Data excerpts
───
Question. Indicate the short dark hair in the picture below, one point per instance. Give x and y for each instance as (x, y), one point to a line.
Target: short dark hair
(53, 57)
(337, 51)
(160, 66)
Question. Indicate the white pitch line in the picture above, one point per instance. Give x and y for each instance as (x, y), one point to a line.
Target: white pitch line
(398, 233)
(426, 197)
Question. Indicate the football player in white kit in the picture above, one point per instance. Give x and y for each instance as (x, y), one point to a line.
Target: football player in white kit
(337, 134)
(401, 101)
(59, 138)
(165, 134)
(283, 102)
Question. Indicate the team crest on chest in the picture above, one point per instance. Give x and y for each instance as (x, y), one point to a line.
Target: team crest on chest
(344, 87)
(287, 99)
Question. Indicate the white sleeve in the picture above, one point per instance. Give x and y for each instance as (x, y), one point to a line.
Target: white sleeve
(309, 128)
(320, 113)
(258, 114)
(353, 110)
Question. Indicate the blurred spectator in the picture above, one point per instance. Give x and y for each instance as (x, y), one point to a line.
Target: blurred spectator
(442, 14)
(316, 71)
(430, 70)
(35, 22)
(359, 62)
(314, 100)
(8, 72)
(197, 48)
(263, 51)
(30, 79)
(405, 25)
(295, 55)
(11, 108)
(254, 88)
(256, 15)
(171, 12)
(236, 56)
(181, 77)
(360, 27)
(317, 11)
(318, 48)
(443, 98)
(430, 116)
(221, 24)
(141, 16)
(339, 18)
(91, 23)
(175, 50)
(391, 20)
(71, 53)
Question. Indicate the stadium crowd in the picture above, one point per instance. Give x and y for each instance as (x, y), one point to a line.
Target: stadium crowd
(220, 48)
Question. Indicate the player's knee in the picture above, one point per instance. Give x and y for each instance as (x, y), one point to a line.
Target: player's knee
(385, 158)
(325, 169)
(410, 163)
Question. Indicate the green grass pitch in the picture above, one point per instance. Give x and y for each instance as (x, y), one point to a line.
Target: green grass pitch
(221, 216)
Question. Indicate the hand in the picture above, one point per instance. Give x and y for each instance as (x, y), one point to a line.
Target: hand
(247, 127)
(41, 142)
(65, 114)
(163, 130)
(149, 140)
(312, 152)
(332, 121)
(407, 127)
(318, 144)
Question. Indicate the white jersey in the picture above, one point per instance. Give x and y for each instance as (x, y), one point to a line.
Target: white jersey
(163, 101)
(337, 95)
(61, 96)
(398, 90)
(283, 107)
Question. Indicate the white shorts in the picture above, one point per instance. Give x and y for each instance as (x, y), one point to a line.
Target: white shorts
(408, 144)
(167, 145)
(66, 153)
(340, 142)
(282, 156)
───
Activity: A verbatim copy of all the records is to be produced.

Reply:
Question. Indicate the short dark hair in the picture below, one point per instance. Give x and y for each instance as (x, y), one point to a line.
Target: short dark hair
(53, 57)
(337, 51)
(160, 66)
Question. Indicate the white pitch line in the picture above, one point per instance. Give x and y for each instance as (x, y), one point to a line.
Target: white pitch line
(398, 233)
(426, 197)
Question. Indicate the football player in white kit in the picture above, one point per instance. Give x and y for each instance as (x, y), one point to a line.
Target: football player in white kit
(337, 134)
(401, 101)
(59, 138)
(165, 134)
(283, 102)
Question. Indicate the team crest on chest in the picture above, one point per instance. Give x and y for each instance as (x, y), one point to a line.
Target: team crest on chest
(344, 87)
(287, 99)
Question. Indicate the white sleeve in the picture above, one point per instance. Give x and y for each instance as (x, y), one point to a line.
Target: white sleeve
(309, 128)
(320, 113)
(258, 114)
(353, 110)
Question. Indicate the blurred spectator in the picture above, one point per instance. Give x and y for each instance as (x, y), one point to a line.
Target: blurred spectator
(442, 14)
(316, 71)
(430, 70)
(35, 22)
(359, 62)
(314, 100)
(8, 72)
(197, 48)
(263, 51)
(30, 79)
(405, 25)
(295, 55)
(11, 108)
(254, 88)
(256, 15)
(171, 12)
(236, 56)
(181, 77)
(360, 27)
(317, 11)
(318, 48)
(443, 98)
(430, 116)
(221, 24)
(141, 16)
(339, 18)
(91, 23)
(175, 50)
(391, 20)
(71, 53)
Question. Indicate the stadium crowd in the picture above, one point per instance. Give x and y for each instance as (x, y), one point to a line.
Target: stadium crowd
(220, 48)
Question. Indicate the player's knee in the picture above, one point per instance. Give x and y for each instance as (x, y), one point to a line.
Target: player's knee
(385, 158)
(325, 169)
(410, 163)
Question. Indicate the green grass pitch in the picture above, one point per instance. Give x and y for each instance as (x, y), one point to a line.
Target: green grass pitch
(221, 216)
Question. Indicate the hand in the picture above, one point per instance. Give x and y for each instance as (x, y), one point to a line.
Target: hand
(247, 127)
(41, 142)
(65, 114)
(163, 130)
(149, 140)
(312, 152)
(332, 121)
(407, 127)
(318, 144)
Question. Indicate the white jersey in the picture above, one point per instance. Give x and y for each instance as (x, y), one point to a line.
Target: white jersey
(163, 101)
(337, 95)
(61, 96)
(398, 90)
(283, 107)
Question. Indicate the white shorts in the picture above, one point per instance. Give x and y for each instance as (x, y), one point to a line.
Target: white shorts
(408, 144)
(167, 145)
(66, 153)
(340, 142)
(282, 156)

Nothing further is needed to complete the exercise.